▶ _TASK STATEMENT_
Could you rewrite the data from the line with "The client would like the beige floor" to the line with "[70,106,127,161]", both included, keeping the wording lines unchanged and scaling every coordinate in the answers by 1.55, rounded to whole numbers with halves going up? Return only those lines.

──────────

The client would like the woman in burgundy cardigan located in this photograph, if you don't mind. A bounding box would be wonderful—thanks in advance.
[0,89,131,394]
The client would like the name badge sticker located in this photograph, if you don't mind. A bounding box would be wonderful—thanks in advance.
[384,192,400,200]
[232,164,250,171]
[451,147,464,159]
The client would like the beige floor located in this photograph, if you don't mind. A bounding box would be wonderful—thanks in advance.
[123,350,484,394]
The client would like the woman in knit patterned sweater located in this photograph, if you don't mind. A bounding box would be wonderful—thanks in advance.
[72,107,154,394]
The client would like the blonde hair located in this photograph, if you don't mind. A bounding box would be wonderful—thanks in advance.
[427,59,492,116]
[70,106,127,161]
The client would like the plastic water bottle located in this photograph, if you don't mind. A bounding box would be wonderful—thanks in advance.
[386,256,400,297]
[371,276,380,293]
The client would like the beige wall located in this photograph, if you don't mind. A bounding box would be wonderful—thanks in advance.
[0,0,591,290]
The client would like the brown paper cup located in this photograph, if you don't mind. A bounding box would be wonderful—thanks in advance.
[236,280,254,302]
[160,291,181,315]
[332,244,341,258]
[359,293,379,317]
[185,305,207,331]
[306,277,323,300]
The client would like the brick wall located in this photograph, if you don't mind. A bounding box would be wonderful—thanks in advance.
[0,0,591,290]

──────────

▶ _FINISHED EXERCISE_
The client would like the beige floor located in this photograph, if you don't mind. A bounding box would be wonderful—thanks in advance.
[191,543,750,611]
The client would like the woman in knit patterned sweater located in this photograph, if you don't mind. A bounding box would be wonderful—thanks in advance.
[112,166,239,611]
The client would like the blonde hair located in this photograph, if you don't mind. A bounding box would be wonderful—thanks in advance.
[662,91,763,180]
[109,164,197,250]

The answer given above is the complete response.